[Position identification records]
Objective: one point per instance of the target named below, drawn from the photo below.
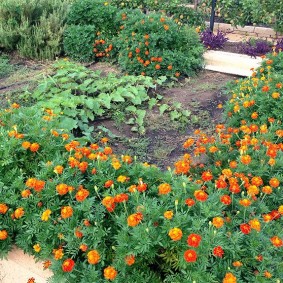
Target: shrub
(213, 41)
(5, 67)
(154, 45)
(78, 42)
(255, 47)
(34, 28)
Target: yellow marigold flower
(45, 215)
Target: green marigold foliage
(155, 45)
(98, 217)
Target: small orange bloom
(164, 189)
(3, 235)
(130, 260)
(229, 278)
(66, 212)
(19, 212)
(175, 234)
(26, 144)
(93, 257)
(217, 222)
(134, 219)
(168, 214)
(34, 147)
(110, 273)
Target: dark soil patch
(162, 142)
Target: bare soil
(162, 142)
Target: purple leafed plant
(255, 47)
(213, 41)
(279, 45)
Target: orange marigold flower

#### What is being asked:
Update the records from the line containing "Target: purple leafed plant" through the end of the records by replacing "purple" with "violet" and leaving everything else unchanged. Give only those lines.

#### Result for this task:
Target: violet leafed plant
(255, 47)
(213, 41)
(279, 45)
Target: orange marigold flower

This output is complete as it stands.